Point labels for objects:

══════

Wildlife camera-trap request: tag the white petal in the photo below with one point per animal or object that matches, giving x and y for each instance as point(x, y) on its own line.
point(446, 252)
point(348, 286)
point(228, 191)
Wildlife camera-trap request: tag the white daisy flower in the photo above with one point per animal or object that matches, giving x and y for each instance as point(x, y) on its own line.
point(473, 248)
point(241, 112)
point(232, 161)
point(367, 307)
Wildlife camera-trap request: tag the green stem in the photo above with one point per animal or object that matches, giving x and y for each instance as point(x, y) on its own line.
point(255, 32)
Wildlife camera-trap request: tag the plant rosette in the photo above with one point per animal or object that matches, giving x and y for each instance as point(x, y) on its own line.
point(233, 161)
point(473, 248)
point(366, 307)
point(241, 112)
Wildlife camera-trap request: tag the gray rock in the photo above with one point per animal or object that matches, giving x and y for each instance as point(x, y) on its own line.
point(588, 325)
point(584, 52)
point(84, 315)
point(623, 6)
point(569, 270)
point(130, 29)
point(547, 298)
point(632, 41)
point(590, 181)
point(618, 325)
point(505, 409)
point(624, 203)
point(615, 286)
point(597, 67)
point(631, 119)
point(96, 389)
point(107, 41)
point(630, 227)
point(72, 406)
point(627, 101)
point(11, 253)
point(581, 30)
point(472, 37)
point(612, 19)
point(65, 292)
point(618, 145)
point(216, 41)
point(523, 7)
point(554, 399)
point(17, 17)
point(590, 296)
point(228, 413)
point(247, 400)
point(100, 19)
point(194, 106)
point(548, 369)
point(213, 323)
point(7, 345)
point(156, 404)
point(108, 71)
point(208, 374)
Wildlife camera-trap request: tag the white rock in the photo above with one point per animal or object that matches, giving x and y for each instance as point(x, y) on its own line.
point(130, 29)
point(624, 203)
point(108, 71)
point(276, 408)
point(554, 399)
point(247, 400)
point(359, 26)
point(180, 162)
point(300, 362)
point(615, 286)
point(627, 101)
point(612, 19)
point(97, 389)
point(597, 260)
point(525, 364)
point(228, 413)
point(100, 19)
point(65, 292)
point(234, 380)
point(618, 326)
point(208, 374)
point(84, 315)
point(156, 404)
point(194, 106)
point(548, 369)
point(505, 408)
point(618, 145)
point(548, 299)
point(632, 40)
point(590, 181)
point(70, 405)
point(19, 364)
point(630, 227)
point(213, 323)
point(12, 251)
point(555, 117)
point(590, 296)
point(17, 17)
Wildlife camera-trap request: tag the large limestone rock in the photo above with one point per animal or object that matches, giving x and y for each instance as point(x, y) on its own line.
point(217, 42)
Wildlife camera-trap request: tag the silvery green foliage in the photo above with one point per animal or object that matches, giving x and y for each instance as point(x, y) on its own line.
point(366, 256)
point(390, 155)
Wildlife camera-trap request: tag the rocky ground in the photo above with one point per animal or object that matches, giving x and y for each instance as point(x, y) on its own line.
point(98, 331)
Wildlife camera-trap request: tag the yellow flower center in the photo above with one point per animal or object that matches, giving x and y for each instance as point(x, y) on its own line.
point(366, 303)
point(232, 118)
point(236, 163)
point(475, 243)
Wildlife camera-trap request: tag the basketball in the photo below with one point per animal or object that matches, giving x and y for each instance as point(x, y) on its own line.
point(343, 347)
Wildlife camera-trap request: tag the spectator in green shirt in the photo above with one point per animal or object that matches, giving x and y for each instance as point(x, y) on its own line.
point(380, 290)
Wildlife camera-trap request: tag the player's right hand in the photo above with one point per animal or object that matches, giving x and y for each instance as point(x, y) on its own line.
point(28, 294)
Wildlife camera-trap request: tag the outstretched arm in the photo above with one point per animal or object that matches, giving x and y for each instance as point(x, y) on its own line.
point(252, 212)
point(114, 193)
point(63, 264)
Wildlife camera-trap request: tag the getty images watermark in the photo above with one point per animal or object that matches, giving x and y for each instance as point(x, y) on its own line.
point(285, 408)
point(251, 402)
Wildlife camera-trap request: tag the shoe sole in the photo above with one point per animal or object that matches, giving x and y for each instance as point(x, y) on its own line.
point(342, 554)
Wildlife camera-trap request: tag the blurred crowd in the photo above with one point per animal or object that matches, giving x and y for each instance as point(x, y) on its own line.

══════

### [Stated problem]
Please copy every item above verbatim, leaving each line unchanged.

### [Task solution]
Wildlife camera-trap request: tag the white petal in the photo below with one point per animal or object that matches, giving x and y for each instance as point(x, y) on its own line.
point(446, 252)
point(348, 286)
point(228, 191)
Wildlife camera-trap request: tag the white daisy flower in the photo above with one point per animal or object that matches, giving x and y for each instance as point(x, y) on its own line.
point(473, 248)
point(241, 112)
point(232, 161)
point(367, 307)
Wildlife camera-trap request: tag the green stem in the photo above with one point per animal or object that matches, giving x and y for each instance as point(x, y) on its own line.
point(255, 32)
Wildlife camera-trap request: tag the plant rosette in the photo above with one point per animal or object that matches, giving x and y for each instance as point(x, y) on its own line.
point(233, 161)
point(473, 248)
point(366, 307)
point(241, 112)
Wildlife camera-trap request: tag the gray rock in the photo above with one point per animal or object that matches, giving x and y for each instance as point(x, y) on its own line.
point(588, 325)
point(584, 52)
point(84, 315)
point(623, 6)
point(569, 270)
point(130, 29)
point(547, 298)
point(632, 41)
point(590, 181)
point(618, 325)
point(505, 409)
point(624, 203)
point(615, 286)
point(597, 67)
point(631, 119)
point(96, 389)
point(107, 41)
point(630, 227)
point(72, 406)
point(627, 101)
point(11, 253)
point(581, 30)
point(472, 37)
point(612, 19)
point(65, 292)
point(618, 145)
point(216, 41)
point(523, 7)
point(554, 399)
point(17, 17)
point(590, 296)
point(228, 413)
point(247, 400)
point(100, 19)
point(194, 106)
point(548, 369)
point(213, 323)
point(7, 345)
point(156, 404)
point(108, 71)
point(208, 374)
Wildlife camera-trap request: tag the white rock in the photo above with one point per animal or object that matches, giving x and y for each instance as point(x, y) on its own line.
point(130, 29)
point(624, 203)
point(108, 71)
point(276, 408)
point(554, 399)
point(247, 400)
point(359, 26)
point(180, 162)
point(300, 362)
point(615, 286)
point(627, 101)
point(612, 19)
point(97, 389)
point(597, 260)
point(525, 364)
point(228, 413)
point(100, 19)
point(65, 292)
point(234, 380)
point(618, 326)
point(208, 374)
point(84, 315)
point(156, 404)
point(194, 106)
point(548, 369)
point(505, 408)
point(618, 145)
point(548, 299)
point(632, 40)
point(590, 181)
point(70, 405)
point(19, 364)
point(630, 227)
point(213, 323)
point(12, 251)
point(555, 117)
point(590, 296)
point(17, 17)
Wildlife camera-trap request: tag the large limestone rock in the photo above with one point per animal or object that matches, giving x and y for each instance as point(x, y) on its own line.
point(217, 42)
Wildlife camera-trap request: tag the silvery green foliage in the photo above with one point per animal or object that matches, giving x and y for each instance as point(x, y) on its own line.
point(366, 256)
point(390, 155)
Wildlife camera-trap request: tag the rocky ground in the photo above with one point per animal or object that matches, giving x and y for each instance as point(x, y) on its own line.
point(98, 331)
Wildlife camera-trap request: tag the yellow flower center in the photo above with one point per animal or object that matches, giving x and y for each instance as point(x, y) on its own line.
point(366, 303)
point(232, 118)
point(236, 163)
point(475, 243)
Wildlife camera-trap request: tag the basketball in the photo below with one point per animal or object that matches, giving x and y for each instance as point(x, y) on its own line.
point(343, 347)
Wildlife camera-trap request: tag the spectator in green shirt in the photo above with one point per animal or object that matches, giving x and y for each instance as point(x, y) on its own line.
point(380, 290)
Wildlife camera-trap request: tag the player's right hand in the photo above with one point per animal or object that matches, giving x and y for each instance as point(x, y) on its own line.
point(28, 294)
Wildlife camera-trap request: tag the outstretched arm in the photo above with one point per animal or object that matches, giving x and y for each instance as point(x, y) on its own line.
point(252, 212)
point(114, 193)
point(63, 264)
Wildlife camera-trap request: tag the getty images watermark in the photo above with one point per animal or object that matches, giving x and y for each instance as point(x, y) on its own line.
point(285, 408)
point(251, 402)
Wildlife camera-trap request: tag the shoe sole in the photo above with one point per animal or object that matches, giving x and y for each instance as point(x, y) on its own line.
point(342, 554)
Wildlife camera-trap request: tag the blurred crowd in the photo above with one point per animal or object that matches, giving x and y for each instance as point(x, y) on its own line.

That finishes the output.